___ Extrait du document ___

Par rapport à l'injection mensuelle, des données probantes d’un niveau de confiance faible montraient que moins de participants ont gagné 15 lignes de vision ou plus avec le traitement PRN standard à un an (risque relatif (RR) 0,87, IC à 95 % 0,76 à 0,99 ; 4 essais, 2299 participants) et des données probantes d’un niveau de confiance faible montraient qu'un gain similaire a été obtenu avec le protocole « treat-and-extend » par rapport aux protocoles mensuels (RR 1,11, IC à 95 % 0,91 à 1,36 ; 3 essais, 1169 participants).

___ Données fournies ___

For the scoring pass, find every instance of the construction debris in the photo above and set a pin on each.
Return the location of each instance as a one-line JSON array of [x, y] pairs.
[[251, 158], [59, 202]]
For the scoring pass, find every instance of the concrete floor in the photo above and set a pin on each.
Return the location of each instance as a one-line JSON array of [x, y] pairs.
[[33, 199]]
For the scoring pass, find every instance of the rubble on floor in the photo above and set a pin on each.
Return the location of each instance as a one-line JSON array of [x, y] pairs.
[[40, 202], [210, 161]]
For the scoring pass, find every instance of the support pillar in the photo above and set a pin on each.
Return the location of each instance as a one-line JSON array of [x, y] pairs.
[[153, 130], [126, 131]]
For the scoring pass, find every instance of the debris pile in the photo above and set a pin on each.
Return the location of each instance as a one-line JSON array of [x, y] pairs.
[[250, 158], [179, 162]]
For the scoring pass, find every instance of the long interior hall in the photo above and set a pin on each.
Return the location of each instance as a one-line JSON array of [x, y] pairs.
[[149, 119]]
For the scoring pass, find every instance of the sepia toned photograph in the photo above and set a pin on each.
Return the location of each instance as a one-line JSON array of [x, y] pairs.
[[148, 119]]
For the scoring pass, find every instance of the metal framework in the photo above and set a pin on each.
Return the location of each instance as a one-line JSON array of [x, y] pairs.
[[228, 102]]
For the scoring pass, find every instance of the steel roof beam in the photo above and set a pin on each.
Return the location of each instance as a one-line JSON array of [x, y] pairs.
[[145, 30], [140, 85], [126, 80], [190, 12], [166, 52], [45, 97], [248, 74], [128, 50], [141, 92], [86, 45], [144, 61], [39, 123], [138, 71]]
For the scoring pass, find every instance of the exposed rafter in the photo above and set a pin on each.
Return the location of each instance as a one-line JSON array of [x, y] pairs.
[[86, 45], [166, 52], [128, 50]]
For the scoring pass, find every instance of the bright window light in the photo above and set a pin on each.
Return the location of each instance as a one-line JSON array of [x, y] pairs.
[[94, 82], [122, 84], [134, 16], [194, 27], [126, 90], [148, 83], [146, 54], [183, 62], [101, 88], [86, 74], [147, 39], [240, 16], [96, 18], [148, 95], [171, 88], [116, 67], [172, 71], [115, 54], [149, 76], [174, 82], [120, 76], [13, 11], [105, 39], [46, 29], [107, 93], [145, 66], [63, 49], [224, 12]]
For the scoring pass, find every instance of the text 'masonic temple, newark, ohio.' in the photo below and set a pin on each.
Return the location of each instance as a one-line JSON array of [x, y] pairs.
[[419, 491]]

___
___ Données fournies ___

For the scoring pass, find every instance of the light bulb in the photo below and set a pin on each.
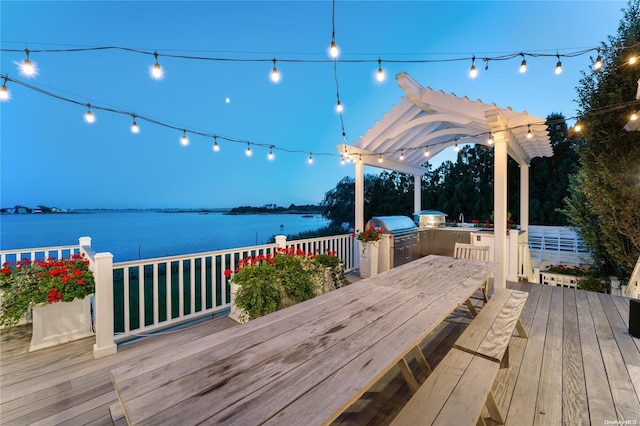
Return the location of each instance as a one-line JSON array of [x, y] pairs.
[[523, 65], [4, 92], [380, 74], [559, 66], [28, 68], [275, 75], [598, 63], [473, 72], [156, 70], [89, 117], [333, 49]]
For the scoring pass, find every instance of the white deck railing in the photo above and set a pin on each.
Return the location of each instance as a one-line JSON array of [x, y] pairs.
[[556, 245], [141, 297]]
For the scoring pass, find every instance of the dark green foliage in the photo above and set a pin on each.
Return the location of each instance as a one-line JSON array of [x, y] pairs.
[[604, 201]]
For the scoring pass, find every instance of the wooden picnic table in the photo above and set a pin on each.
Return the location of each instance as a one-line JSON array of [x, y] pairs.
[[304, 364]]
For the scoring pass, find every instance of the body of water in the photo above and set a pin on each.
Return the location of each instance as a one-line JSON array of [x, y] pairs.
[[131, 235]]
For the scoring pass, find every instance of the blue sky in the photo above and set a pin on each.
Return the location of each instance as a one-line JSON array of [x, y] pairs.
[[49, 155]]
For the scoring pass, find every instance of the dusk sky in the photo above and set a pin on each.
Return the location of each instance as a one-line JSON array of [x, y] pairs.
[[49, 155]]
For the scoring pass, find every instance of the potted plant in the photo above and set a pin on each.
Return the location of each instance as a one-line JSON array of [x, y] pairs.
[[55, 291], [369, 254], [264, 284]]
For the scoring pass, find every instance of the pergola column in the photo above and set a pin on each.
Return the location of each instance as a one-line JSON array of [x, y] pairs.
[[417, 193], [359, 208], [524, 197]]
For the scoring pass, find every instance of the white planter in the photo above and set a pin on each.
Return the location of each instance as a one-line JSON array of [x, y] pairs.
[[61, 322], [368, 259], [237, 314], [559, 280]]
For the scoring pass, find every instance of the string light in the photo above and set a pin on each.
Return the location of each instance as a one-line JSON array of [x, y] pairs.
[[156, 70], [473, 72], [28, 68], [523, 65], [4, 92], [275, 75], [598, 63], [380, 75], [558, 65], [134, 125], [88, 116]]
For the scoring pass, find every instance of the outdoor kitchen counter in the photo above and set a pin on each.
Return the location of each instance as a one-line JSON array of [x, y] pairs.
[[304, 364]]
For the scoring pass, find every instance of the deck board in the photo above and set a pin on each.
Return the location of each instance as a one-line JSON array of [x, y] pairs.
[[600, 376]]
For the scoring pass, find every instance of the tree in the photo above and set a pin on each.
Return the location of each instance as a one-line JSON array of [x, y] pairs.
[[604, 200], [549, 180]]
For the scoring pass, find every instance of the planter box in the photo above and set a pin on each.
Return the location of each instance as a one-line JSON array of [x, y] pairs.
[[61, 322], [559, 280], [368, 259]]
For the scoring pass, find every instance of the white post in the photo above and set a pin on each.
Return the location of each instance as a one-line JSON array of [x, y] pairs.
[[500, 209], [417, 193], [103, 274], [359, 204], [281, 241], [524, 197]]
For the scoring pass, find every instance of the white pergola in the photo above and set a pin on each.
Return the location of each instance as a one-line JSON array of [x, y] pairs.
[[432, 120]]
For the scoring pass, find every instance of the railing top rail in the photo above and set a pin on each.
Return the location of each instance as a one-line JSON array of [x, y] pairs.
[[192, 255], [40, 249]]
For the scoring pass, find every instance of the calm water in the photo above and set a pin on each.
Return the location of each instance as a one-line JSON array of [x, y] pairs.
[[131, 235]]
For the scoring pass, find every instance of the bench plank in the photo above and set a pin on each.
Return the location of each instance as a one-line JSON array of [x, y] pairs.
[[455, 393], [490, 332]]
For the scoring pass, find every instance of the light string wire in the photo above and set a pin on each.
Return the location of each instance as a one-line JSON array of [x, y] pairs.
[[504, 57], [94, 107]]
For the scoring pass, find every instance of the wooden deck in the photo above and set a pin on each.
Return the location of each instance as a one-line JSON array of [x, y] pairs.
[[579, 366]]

___
___ Données fournies ___

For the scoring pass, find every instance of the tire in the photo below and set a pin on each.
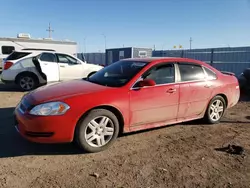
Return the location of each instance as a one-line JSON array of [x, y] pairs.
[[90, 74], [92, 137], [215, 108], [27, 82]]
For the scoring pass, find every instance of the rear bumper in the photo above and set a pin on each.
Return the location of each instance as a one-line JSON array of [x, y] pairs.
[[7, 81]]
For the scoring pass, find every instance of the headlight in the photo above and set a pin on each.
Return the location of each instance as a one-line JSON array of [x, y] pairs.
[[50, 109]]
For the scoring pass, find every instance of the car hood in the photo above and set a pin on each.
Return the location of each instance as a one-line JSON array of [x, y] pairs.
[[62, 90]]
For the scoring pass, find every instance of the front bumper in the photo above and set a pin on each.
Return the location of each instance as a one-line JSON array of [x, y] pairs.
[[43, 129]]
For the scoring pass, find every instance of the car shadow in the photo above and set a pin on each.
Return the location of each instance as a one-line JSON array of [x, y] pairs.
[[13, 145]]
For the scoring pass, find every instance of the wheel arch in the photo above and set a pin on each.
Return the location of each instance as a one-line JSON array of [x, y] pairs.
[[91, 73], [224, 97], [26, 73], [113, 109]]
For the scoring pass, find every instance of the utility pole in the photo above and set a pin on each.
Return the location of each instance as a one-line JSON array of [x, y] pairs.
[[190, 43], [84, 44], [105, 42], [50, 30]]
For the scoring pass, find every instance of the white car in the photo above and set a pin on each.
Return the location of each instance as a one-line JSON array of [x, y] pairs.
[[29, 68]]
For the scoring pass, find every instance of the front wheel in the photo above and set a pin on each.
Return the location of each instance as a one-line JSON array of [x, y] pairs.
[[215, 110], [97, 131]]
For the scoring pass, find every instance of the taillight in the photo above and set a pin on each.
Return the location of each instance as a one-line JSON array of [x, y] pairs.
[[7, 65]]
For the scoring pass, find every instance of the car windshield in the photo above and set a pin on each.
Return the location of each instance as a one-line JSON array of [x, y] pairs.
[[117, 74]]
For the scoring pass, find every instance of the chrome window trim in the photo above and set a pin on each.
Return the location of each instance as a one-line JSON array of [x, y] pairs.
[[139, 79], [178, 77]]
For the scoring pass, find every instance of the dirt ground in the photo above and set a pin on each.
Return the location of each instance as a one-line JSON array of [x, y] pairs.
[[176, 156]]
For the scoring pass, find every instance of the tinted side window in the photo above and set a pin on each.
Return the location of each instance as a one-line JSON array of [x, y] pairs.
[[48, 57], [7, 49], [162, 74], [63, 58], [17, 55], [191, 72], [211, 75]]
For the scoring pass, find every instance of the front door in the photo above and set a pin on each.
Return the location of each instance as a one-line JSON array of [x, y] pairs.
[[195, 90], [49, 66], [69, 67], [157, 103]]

___

| Consigne |
Recopiez l'extrait sur les injections, de « Par rapport à » à « essais, 1169 participants). », en remplaçant « essais » par « études ».

| Réponse |
Par rapport à l'injection mensuelle, des données probantes d’un niveau de confiance faible montraient que moins de participants ont gagné 15 lignes de vision ou plus avec le traitement PRN standard à un an (risque relatif (RR) 0,87, IC à 95 % 0,76 à 0,99 ; 4 études, 2299 participants) et des données probantes d’un niveau de confiance faible montraient qu'un gain similaire a été obtenu avec le protocole « treat-and-extend » par rapport aux protocoles mensuels (RR 1,11, IC à 95 % 0,91 à 1,36 ; 3 études, 1169 participants).